▸ **RAW RECORDS**:

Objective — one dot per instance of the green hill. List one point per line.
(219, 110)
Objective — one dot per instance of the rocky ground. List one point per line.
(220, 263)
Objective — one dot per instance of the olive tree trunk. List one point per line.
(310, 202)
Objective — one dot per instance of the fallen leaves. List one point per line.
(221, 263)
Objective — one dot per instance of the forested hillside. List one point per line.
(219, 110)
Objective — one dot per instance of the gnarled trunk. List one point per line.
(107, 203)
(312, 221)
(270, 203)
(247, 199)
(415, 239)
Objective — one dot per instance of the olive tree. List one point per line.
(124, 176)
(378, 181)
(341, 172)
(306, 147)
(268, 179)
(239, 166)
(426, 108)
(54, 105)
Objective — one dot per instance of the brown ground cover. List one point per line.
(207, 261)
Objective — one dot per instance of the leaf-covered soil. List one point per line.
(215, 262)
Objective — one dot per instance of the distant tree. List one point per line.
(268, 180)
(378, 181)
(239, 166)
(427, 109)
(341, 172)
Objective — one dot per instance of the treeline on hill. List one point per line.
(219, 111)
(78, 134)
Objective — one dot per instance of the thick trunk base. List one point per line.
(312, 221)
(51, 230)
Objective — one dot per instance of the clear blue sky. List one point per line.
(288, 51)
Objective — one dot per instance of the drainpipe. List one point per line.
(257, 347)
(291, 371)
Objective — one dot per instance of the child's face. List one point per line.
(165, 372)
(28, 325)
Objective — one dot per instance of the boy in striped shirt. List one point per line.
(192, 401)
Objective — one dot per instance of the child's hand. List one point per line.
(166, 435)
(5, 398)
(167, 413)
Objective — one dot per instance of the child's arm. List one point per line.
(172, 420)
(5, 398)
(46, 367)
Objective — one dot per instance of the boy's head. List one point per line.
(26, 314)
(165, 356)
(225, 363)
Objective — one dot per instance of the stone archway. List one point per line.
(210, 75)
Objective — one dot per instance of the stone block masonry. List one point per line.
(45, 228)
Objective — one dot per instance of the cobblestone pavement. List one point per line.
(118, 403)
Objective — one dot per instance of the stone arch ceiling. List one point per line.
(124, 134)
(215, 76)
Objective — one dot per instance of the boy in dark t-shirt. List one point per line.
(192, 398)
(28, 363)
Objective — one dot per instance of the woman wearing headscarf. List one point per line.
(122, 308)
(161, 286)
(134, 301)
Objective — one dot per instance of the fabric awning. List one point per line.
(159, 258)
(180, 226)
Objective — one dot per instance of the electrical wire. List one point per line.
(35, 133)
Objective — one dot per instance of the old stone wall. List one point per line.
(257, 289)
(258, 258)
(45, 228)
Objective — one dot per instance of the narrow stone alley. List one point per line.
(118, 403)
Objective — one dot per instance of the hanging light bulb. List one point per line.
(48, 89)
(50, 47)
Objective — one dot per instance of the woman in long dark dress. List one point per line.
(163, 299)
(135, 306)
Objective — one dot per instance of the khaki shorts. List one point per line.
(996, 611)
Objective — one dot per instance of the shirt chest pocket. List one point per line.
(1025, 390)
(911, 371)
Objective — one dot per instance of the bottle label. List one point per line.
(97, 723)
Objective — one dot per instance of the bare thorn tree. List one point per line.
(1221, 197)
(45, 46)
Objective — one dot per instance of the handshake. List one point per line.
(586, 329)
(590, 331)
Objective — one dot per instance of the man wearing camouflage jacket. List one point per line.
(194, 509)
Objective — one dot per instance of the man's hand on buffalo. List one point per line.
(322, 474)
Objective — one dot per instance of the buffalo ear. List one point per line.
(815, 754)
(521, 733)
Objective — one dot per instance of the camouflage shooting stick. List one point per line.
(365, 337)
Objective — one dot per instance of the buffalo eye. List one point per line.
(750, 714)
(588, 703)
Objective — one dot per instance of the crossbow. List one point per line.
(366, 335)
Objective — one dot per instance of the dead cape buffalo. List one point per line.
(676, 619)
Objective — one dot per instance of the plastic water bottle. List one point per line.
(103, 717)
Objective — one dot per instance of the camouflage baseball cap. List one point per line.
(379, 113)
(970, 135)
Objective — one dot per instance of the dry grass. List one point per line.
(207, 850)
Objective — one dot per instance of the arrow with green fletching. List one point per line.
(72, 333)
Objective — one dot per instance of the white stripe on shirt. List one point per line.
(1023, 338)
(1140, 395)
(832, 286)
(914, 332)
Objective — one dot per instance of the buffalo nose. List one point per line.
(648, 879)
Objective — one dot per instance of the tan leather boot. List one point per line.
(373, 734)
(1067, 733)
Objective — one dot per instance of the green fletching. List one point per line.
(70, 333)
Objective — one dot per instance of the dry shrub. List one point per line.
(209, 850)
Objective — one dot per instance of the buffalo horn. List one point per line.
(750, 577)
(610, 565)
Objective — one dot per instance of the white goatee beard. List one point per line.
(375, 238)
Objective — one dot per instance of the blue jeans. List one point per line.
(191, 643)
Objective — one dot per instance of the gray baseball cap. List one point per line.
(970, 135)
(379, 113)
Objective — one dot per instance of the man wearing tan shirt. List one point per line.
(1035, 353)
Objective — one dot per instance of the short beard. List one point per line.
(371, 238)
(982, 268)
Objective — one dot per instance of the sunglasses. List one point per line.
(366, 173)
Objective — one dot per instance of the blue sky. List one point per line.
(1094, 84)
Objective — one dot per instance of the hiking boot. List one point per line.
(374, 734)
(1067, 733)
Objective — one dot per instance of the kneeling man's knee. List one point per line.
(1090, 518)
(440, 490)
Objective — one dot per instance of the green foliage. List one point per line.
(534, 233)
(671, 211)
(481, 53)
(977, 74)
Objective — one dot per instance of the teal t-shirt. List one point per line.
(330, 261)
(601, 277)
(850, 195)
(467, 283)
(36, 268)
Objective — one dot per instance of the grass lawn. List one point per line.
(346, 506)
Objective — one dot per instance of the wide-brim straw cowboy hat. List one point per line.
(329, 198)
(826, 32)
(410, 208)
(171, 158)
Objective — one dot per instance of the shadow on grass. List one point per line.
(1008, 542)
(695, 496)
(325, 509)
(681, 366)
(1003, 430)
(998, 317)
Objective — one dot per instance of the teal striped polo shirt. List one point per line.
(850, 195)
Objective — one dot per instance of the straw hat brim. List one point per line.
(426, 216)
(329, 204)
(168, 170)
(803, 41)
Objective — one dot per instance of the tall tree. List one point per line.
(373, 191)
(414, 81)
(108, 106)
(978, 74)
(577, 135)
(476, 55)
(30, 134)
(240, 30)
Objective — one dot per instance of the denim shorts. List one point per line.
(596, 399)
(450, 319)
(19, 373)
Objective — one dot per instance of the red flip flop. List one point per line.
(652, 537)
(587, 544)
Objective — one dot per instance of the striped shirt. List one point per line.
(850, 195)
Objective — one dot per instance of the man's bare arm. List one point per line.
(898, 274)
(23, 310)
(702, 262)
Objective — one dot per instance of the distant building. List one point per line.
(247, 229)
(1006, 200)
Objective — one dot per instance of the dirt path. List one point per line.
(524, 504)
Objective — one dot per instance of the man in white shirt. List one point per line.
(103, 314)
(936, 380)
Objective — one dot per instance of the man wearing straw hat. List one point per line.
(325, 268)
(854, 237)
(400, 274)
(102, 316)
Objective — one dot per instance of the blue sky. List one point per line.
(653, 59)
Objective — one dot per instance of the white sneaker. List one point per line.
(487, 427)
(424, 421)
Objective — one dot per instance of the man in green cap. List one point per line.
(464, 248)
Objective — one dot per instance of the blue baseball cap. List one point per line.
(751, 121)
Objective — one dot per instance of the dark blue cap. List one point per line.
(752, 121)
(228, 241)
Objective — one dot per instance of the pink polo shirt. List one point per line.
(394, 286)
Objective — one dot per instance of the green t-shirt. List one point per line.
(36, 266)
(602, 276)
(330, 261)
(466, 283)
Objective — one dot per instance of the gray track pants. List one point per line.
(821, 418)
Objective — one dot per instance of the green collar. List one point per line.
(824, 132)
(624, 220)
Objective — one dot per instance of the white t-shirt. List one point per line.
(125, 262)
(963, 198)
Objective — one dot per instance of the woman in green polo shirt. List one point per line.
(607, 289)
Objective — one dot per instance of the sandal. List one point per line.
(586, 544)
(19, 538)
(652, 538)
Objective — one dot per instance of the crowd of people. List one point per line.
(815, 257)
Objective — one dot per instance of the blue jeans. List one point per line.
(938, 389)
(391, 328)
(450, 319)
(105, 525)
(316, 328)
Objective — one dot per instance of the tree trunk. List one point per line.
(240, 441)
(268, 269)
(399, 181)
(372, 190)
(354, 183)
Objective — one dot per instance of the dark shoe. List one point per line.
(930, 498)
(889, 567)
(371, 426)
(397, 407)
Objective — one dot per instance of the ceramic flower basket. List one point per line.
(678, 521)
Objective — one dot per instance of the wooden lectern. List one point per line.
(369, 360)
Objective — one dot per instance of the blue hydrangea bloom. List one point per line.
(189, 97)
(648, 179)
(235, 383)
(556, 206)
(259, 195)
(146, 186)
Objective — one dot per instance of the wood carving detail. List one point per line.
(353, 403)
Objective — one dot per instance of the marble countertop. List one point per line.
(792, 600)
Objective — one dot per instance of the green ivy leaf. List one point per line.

▸ **STATED PROBLEM**:
Your task is to write out the lines from the one with "Objective — one dot per instance of the blue baseball" through the end of the records, exactly and with nothing added.

▸ **THE REPLY**:
Objective — one dot per instance of the blue baseball cap. List one point per line.
(751, 121)
Objective — one dot per instance of the dark blue cap. List one point per line.
(752, 121)
(228, 241)
Objective — one dot per instance of the pink polo shirt. List one point per line.
(394, 286)
Objective — one dot per instance of the green t-shirt. List one point per line.
(36, 266)
(602, 276)
(330, 261)
(466, 283)
Objective — one dot per instance of the gray track pants. List one point per line.
(821, 418)
Objective — one dot per instance of the green collar. List one point per line.
(824, 132)
(624, 220)
Objective — one dot per instance of the white t-shirt. List one point per line.
(125, 262)
(963, 198)
Objective — one dot per instance of the woman in green polo shirt. List one point per line.
(607, 289)
Objective — one dot per instance of the sandal. List one point per line.
(586, 544)
(19, 538)
(652, 538)
Objective — one dot per instance of the crowd of people. List one point per line.
(815, 257)
Objective — one dot per instance of the blue jeans. List one point per line.
(938, 389)
(391, 328)
(450, 319)
(105, 525)
(316, 328)
Objective — one dot per instance of the tree trunk. List one point per line.
(240, 441)
(268, 269)
(399, 181)
(372, 190)
(354, 183)
Objective — one dot per instance of the dark shoe. List one point per line.
(930, 498)
(889, 567)
(371, 426)
(397, 407)
Objective — one dot per instance of the ceramic flower basket. List one point per line.
(678, 521)
Objective — one dot per instance of the wooden lectern. List one point per line.
(369, 360)
Objective — one dot per instance of the blue hydrangea bloom. List one point per line.
(189, 97)
(648, 179)
(235, 383)
(556, 206)
(259, 195)
(146, 186)
Objective — one dot per instance of the wood carving detail. List one point per line.
(353, 403)
Objective — one dot per instance of the marble countertop. List one point per line.
(792, 600)
Objective — one dot per instance of the green ivy leaf. List one point per line.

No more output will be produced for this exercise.